LGBTQ in Tunesien: Interview mit einem tunesischen Aktivisten

Robert Teller, Gruppe ArbeiterInnenmacht Deutschland, Fight, Revolutionäre Frauenzeitung Nr. 8, März 2020

Alaa Khemiri ist ein tunesischer Rechtsanwalt, der auf die Verteidigung von LGBTQ-Menschen vor staatlicher Repression spezialisiert ist. Er ist seit der Revolution von 2011 ein Aktivist in der tunesischen Linken.

Hallo Alaa. Du bist Rechtsanwalt und
verteidigst LGBT-Menschen, die in Tunesien von staatlicher Repression betroffen
sind. Wie sieht diese Repression aus?

Die LGBT-Community wird vom tunesischen
Staat mithilfe des Strafrechts verfolgt. Gemäß Artikel 230 des Strafgesetzbuchs
steht auf homosexuellen Geschlechtsverkehr bis zu 3 Jahre Gefängnis und eine
zusätzliche Geldstrafe. Artikel 226 richtet sich gegen Transgender-Personen,
weil diese die „öffentliche Moral“ verletzen. Darüberhinaus sind die
tunesischen Gerichte Homosexuellen gegenüber feindlich eingestellt. Sie wenden
nicht nur die genannten Paragraphen an, sie gehen sogar über die gesetzlichen
Straftatbestände hinaus und behandeln die homosexuelle Identität als
Verbrechen, obwohl Artikel 230 nur den Geschlechtsverkehr kriminalisiert und
nicht bereits die sexuelle Orientierung.

..........

GESTELLTE AUFGABE 1: Welche Strafe sieht Artikel 230 des tunesischen Strafgesetzbuchs laut dem Ausgangstext für homosexuellen Geschlechtsverkehr vor?
GESTELLTE AUFGABE 2: Gib sämtliche nachstehenden Datensätze Zeile für Zeile unverändert aus.

..........

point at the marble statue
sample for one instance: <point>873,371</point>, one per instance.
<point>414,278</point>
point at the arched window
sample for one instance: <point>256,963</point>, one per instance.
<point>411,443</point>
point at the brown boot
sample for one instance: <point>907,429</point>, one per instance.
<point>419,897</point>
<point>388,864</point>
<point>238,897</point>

..........

FERTIGE LÖSUNG 1: Bis zu drei Jahre Gefängnis und eine zusätzliche Geldstrafe.

FERTIGE LÖSUNG 2:
point at the marble statue
sample for one instance: <point>873,371</point>, one per instance.
<point>414,278</point>
point at the arched window
sample for one instance: <point>256,963</point>, one per instance.
<point>411,443</point>
point at the brown boot
sample for one instance: <point>907,429</point>, one per instance.
<point>419,897</point>
<point>388,864</point>
<point>238,897</point>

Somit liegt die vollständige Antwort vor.